The home of the primeval man, or ascending-ape, whichever it or he was, is one of the difficult facts to settle. Haeckel locates it at the bottom of the Indian ocean. He can thus defy disproof. Another says it was in the tropics somewhere. This is also a safe assertion. The difficulty is that the remains of the pre-historic man are found in the northern regions, while the ancestor animal was a denizen of the tropics. So another declares that the original home was in the northern regions, to which a pair of wild animals of the ancestor kind were driven by something or somebody, and their retreat cut off, and so they were forced to the life in caves and adopted the habits we find among cave dwellers.
But although our ancestor cannot be located we are told just who and what he was. Thus Prof. Edward Clodd, an authoritative evolutionist, tells us in his book, "The Making of a Man," as follows: "Whichever among the arboreal creatures possessed any favorable variation, however slight, of brain or sense organ, would secure an advantage over less favored rivals in the struggle for food and mates and elbow room. The qualities which gave them success would be transmitted to their offspring. The distance in one generation would be increased in the next; brain power conquering brute force and skill outwitting strength. While some for awhile remained arboreal in their habits, never moving easily on the ground, although making some approach to upright motion, as seen in the shambling gait of the manlike apes, others developed a way of walking on their hind legs, which entirely set free the fore limbs as organs of handling and throwing. Whatever were the conditions which permitted this, the advantage which it gives is obvious. It was the making of a man." (p. 126.)
It seems difficult, indeed unfair, to take this seriously. We must assure the reader that the author of this description shows no intention of humor either here or elsewhere in his work, or indeed any consciousness of it. All is given in perfect sobriety. We must therefore accept it as a profound scientific deliverance of the most authoritative kind and deal with it accordingly, and believe that walking on the hind legs and throwing things with the fore limbs was "the making of a man." How easily men are made!
1. This argument rests on the theory of Natural Selection now discarded by most evolutionists.
2. Apes have done all he here claims and far more. The chimpanzee has been taught to sit at a table, to drink out of cups, to eat with a knife and fork, to wipe his mouth with a napkin and use a toothpick, but has got no further in the ways of good society, and as to increase of cranial development, has obtained none save as the effects of undue potations have produced an enlarged feeling.
● ● ● ● ●
TASK: In the text on the home of the primeval man, what are all the things the chimpanzee is said to have been taught to do?
● ● ● ● ●
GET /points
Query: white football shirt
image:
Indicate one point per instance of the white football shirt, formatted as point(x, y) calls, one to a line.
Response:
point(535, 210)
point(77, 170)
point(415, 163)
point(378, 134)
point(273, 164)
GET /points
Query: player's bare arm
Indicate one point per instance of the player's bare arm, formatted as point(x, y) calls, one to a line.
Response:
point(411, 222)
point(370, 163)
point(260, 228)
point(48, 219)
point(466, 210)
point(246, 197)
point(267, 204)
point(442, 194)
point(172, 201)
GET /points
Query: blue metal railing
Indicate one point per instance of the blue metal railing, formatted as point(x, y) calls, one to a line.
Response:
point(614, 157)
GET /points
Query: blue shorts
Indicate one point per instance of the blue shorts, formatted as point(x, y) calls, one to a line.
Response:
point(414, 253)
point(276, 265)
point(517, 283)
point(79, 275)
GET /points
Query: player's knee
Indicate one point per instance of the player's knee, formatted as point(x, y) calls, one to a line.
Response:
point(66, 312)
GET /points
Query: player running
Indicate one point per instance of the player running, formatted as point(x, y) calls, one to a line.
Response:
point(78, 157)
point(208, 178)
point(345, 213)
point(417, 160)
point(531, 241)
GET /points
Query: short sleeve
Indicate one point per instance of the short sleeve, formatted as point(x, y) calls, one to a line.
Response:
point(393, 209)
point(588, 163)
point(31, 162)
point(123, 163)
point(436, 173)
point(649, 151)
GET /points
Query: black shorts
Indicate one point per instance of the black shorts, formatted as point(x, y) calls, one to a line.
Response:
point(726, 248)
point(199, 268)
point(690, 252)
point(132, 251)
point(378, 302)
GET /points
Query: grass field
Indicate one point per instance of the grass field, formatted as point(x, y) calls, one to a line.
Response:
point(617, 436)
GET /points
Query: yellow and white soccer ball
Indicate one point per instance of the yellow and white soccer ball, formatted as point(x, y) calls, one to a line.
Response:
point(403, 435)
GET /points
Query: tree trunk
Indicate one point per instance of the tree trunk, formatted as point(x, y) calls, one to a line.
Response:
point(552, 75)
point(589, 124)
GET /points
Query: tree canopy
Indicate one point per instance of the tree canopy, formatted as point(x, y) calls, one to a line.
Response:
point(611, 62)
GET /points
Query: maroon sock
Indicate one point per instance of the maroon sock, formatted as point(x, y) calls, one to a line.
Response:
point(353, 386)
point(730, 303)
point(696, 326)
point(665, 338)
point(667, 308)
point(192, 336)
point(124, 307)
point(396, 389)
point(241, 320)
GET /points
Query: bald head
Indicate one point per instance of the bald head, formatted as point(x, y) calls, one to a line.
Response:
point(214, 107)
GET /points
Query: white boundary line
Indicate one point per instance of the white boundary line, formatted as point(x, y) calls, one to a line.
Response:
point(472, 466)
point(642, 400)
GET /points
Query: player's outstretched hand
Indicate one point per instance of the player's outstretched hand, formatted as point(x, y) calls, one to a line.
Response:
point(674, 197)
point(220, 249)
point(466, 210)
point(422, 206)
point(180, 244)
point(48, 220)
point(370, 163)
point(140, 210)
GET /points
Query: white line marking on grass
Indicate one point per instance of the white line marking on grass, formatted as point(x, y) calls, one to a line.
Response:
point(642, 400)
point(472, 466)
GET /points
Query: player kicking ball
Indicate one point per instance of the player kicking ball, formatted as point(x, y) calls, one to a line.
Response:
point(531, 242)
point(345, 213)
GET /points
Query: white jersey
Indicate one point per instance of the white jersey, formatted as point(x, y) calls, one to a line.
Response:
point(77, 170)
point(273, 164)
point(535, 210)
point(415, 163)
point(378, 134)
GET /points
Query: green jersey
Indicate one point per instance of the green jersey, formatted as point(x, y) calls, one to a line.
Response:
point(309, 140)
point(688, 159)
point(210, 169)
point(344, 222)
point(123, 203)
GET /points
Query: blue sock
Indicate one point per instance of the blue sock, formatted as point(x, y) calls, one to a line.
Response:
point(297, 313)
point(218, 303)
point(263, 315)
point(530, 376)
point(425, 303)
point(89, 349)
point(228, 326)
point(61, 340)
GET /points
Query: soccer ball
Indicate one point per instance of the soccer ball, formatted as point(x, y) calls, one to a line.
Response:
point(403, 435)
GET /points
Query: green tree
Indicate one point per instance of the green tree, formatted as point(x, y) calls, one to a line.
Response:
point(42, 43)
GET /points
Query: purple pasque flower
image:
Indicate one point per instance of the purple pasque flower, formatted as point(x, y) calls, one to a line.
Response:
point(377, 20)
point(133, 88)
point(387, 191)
● ● ● ● ●
ANSWER:
- Sit at a table
- Drink out of cups
- Eat with a knife and fork
- Wipe his mouth with a napkin
- Use a toothpick